> _JOB A_:
According to the Cytoscape tutorial, which version of Cytoscape is assumed?
> _JOB B_:
List every menu path in the Cytoscape tutorial that uses the ">" symbol to separate its steps.

> _DOCUMENT EXTRACT_:
--

You can download Cytoscape 3 from url{http://www.cytoscape.org}. This tutorial assumes that you are using Cytoscape 3.0.2.
Import¶
In Cytoscape, import your network by selecting File > Import > Network > From file... and selecting the GraphML file generated by Tethne in your output directory.
Apply a Force Directed layout by selecting Layout > Prefuse Force Directed Layout.
Coauthorship networks are usually comprised of a very large connected component, and many very small components. For convenience, we will only look at the few largest components. Select the largest connected components (click and drag to create a selection box). Then create a new network with those selected components: select File > New > Networks > From selected nodes, all edges.
You should now see a new graph in its own viewing window, containing only the components that you selected.
Betweenness Centrality¶
This coauthorship network is clearly very modular: there are dense clusters connected by a few linking nodes that occupy sparse areas of the graph (so-called “structural holes”). We can identify the structurally most-significant actors by their “betweenness centrality.” Formally, betweenness centrality is a measure of the number of shortest paths that pass through a particular node.
Run Cytoscape’s network-analysis algorithm. Go to Tools > NetworkAnalyzer > Network Analysis > Analyze Network.
Cytoscape may ask you whether to interpret the network as directed or undirected. A coauthorship network is always undirected, since coauthorship is a symmetric relationship.
Once network analysis is complete, a window titled Results Panel will appear. Close this window.
To visualize the betweenness centrality of each node, create a new visual mapping.
- Go to the VizMapper tab, in the left part of the Cytoscape workspace.
- Find Node Size in the unused visual properties, and double-click to move it to the Node Visual Properties list.
- Click in the area to the right of Node Size and select BetweennessCentrality.
- Click in the area to the right of Mapping Type and select Continuous Mapping.
To change the size - centrality mapping function, double-click on the figure to the right of Curent Mapping, and drag the red open boxes up and down to change the angle of the function.
The largest nodes are the most central nodes in their respective connected components. These are the nodes most responsible for connecting disparate clusters in the network.
To see a list of the most central nodes, set the Table Panel to show all nodes.
Then sort by betweenness centrality by clicking on the column header in the Node Table (you may have to click twice to sort in descending order).
Institutional affiliation¶
Wherever possible, Tethne includes institutional affiliations for authors as node attributes. You should see institutions listed in the Node Table.

--

> _MATERIAL_:
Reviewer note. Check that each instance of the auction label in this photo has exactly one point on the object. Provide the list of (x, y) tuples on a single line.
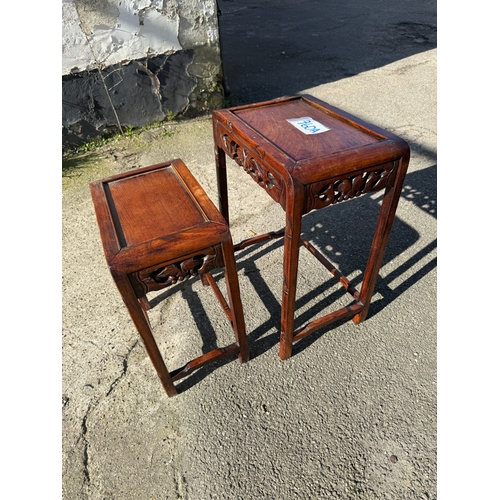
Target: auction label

--

> _WRITTEN SOLUTION A_:
Cytoscape 3.0.2.

> _WRITTEN SOLUTION B_:
- File > Import > Network > From file...
- Layout > Prefuse Force Directed Layout
- File > New > Networks > From selected nodes, all edges
- Tools > NetworkAnalyzer > Network Analysis > Analyze Network